Exercise >> In the listing below, locate the line that contains "negative clicks: (108, 31)" and the line that contains "box: [112, 1, 193, 17]". Restate word for word those two lines and every line between them, and nothing else.
------------------------------------------------------------
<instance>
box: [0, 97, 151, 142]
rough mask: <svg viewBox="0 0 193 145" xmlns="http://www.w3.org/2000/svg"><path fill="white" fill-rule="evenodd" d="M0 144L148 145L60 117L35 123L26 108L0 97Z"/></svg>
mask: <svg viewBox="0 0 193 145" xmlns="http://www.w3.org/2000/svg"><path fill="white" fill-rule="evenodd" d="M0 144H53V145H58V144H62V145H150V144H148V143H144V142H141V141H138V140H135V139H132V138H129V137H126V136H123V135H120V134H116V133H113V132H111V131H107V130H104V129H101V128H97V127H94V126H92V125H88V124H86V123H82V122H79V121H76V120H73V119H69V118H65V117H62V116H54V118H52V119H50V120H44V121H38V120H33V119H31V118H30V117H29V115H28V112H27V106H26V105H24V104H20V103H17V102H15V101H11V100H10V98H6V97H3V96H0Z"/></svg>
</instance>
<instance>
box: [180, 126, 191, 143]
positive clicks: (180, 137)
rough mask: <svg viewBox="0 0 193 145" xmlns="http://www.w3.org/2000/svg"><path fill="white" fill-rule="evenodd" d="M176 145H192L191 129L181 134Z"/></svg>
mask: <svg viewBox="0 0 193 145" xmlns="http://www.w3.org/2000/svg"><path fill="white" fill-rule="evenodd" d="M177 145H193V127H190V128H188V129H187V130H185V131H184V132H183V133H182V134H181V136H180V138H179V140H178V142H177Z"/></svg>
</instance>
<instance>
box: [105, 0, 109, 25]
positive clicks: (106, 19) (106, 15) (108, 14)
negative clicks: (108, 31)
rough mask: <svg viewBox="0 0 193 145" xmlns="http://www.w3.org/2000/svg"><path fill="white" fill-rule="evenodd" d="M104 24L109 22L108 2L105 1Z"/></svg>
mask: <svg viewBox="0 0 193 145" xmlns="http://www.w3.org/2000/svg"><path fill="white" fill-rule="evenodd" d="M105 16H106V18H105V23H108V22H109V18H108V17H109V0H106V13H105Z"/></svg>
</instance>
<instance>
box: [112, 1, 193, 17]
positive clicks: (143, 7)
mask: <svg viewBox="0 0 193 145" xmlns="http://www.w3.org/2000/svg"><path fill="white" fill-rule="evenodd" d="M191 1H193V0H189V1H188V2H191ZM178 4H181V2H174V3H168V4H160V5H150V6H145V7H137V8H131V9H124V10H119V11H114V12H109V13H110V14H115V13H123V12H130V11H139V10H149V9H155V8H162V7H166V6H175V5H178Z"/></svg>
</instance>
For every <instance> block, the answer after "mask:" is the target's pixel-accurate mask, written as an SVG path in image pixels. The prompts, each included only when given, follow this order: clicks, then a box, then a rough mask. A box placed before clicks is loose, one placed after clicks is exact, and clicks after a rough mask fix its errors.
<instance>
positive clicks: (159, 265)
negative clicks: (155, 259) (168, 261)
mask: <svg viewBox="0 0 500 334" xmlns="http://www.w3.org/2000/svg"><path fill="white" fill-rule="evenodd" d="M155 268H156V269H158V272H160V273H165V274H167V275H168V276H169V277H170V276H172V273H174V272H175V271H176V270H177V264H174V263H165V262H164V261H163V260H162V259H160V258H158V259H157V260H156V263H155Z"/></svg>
------------------------------------------------------------
Written answer >>
negative clicks: (108, 31)
rough mask: <svg viewBox="0 0 193 145" xmlns="http://www.w3.org/2000/svg"><path fill="white" fill-rule="evenodd" d="M104 24L109 22L108 2L105 1Z"/></svg>
mask: <svg viewBox="0 0 193 145" xmlns="http://www.w3.org/2000/svg"><path fill="white" fill-rule="evenodd" d="M105 16H106V18H105V23H108V22H109V18H108V17H109V0H106V13H105Z"/></svg>
</instance>
<instance>
box: [112, 1, 193, 17]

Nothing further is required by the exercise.